- **WORK INSTRUCTION**: Find the string "operator" in the entries and copy each line that has it.

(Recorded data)
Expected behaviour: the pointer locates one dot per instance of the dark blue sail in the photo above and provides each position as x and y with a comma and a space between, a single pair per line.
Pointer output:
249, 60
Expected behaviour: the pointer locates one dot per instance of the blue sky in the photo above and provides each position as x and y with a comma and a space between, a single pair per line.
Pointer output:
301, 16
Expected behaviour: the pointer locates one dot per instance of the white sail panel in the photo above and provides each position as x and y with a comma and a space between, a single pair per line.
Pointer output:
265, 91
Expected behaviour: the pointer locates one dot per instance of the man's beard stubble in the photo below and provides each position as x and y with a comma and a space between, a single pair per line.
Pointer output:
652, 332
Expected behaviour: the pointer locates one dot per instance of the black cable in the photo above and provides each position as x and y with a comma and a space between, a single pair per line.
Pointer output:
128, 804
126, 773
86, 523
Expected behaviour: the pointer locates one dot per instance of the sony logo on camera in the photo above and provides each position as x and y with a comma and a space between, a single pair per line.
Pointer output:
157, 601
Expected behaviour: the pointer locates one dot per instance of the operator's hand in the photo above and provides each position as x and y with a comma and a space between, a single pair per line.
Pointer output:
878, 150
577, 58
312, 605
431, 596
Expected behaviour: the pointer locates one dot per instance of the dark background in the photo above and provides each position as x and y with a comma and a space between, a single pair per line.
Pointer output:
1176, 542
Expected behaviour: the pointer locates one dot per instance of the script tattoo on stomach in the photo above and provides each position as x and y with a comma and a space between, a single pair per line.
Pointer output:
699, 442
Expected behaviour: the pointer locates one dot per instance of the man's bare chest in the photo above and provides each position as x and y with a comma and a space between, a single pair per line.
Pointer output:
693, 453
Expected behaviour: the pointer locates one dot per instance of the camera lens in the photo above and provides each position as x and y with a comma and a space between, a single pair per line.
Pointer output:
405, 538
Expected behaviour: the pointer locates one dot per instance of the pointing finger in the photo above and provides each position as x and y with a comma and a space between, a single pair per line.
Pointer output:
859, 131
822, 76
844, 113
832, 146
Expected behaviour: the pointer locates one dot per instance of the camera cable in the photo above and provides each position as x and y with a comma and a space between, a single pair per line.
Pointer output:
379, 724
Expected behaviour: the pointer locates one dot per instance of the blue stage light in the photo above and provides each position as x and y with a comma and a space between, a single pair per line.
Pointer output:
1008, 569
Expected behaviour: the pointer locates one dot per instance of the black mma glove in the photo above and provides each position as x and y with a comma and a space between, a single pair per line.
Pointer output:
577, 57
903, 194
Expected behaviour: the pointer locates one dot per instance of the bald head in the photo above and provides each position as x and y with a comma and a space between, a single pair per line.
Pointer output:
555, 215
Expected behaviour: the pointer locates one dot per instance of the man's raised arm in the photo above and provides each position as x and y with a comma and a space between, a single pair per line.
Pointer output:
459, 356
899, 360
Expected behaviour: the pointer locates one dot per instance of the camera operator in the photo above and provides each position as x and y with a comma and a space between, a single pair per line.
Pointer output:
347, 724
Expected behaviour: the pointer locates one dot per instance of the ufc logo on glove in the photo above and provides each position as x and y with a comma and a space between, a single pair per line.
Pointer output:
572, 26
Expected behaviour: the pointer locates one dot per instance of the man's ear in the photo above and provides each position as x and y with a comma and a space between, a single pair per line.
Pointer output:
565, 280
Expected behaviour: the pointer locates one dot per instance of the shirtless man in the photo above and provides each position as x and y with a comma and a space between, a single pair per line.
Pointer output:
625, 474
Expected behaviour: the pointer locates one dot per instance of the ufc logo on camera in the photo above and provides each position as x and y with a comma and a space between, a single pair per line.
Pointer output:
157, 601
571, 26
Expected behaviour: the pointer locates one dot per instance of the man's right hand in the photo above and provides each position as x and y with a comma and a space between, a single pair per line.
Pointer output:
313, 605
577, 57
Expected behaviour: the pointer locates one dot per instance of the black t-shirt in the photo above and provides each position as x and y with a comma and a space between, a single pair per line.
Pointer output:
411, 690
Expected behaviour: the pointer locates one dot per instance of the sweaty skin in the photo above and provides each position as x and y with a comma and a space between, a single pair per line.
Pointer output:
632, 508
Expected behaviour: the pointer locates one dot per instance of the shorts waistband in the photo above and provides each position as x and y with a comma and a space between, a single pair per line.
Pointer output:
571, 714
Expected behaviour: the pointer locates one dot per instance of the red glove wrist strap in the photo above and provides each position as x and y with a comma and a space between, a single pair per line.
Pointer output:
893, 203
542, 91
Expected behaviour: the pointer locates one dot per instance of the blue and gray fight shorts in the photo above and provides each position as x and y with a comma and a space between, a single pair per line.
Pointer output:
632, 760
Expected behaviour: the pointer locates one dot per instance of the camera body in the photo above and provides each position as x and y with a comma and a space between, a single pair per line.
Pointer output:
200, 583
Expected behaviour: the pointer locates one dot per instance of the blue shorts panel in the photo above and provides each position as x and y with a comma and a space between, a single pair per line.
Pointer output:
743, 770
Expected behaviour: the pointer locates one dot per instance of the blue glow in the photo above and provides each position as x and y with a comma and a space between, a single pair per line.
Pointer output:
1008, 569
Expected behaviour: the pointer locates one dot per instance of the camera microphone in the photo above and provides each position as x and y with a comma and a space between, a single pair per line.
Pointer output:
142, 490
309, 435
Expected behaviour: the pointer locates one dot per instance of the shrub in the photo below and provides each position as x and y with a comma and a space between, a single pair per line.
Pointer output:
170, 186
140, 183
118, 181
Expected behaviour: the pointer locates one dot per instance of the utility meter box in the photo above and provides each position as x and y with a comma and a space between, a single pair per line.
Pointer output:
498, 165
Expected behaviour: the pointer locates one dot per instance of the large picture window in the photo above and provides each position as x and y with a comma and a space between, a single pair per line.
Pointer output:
---
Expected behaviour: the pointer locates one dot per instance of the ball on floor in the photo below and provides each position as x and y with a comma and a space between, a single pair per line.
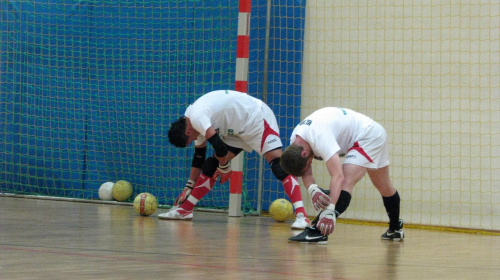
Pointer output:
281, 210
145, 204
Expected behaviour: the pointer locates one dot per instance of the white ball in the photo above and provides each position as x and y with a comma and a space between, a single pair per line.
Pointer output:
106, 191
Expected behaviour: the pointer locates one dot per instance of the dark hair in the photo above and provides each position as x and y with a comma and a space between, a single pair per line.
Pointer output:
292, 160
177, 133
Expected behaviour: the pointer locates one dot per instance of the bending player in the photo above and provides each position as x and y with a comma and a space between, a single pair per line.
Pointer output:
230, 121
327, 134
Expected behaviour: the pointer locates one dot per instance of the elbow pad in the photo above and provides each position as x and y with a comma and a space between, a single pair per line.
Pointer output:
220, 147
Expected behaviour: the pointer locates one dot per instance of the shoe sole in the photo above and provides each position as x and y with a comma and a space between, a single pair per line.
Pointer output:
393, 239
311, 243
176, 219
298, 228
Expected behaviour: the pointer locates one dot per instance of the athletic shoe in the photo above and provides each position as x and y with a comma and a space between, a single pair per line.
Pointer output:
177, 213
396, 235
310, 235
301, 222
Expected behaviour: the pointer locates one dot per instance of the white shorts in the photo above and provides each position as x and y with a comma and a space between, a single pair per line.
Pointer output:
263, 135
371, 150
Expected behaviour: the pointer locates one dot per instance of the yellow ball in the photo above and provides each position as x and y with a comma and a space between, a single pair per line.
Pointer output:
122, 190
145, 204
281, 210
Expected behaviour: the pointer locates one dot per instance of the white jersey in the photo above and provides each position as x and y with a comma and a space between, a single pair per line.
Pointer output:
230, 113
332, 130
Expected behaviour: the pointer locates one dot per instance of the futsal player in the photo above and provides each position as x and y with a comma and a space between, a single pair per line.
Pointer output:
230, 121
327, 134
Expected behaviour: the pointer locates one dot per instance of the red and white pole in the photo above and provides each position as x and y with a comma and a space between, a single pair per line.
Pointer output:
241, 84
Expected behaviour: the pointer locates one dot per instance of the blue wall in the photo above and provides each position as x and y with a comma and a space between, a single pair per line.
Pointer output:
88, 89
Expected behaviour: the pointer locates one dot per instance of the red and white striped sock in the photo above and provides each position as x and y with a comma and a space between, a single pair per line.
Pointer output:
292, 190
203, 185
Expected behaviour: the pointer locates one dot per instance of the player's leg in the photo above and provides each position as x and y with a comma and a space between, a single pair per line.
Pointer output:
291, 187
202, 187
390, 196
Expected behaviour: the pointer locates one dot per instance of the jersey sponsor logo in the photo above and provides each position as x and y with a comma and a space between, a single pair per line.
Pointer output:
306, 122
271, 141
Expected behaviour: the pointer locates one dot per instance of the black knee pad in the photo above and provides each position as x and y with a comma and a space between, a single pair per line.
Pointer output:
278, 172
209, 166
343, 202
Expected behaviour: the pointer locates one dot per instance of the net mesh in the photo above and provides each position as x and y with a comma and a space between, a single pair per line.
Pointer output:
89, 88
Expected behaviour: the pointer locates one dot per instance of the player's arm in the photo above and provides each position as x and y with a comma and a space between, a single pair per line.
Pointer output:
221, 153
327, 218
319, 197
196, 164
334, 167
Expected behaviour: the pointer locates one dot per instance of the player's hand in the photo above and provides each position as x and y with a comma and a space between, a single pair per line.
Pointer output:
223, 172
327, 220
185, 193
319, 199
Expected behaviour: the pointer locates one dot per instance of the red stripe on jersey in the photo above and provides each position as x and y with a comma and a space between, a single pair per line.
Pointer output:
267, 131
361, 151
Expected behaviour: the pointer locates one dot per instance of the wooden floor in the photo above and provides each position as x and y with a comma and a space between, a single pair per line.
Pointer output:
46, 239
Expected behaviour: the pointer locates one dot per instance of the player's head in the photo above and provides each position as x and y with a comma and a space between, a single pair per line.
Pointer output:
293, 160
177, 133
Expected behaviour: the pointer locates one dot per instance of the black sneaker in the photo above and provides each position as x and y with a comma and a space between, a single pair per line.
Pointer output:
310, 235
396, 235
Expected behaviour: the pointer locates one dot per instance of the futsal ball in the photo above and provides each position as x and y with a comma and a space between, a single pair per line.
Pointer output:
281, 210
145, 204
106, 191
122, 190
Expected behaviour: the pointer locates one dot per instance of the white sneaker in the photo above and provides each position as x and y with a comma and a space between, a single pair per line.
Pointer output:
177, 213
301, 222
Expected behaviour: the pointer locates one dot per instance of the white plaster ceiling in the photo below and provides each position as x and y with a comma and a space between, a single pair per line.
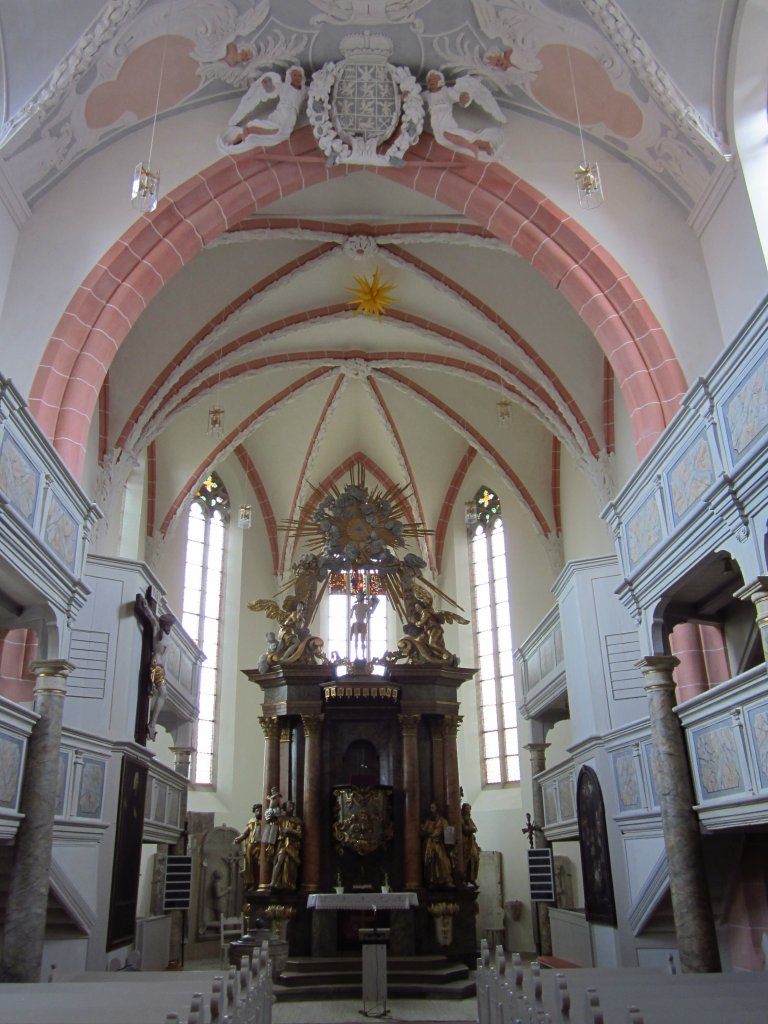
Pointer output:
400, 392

- **SOLUTION**:
Expected behaviour: the pointer locates one dot per instance of the operator's hand in the photo above and provides each position as x and y with a comma and a space between, a single pair per line.
Expected behaviour: the pointer locates one dot per instance of the camera operator in the photo above and provides each position as x and y with a comma and a space between, a single pair per line.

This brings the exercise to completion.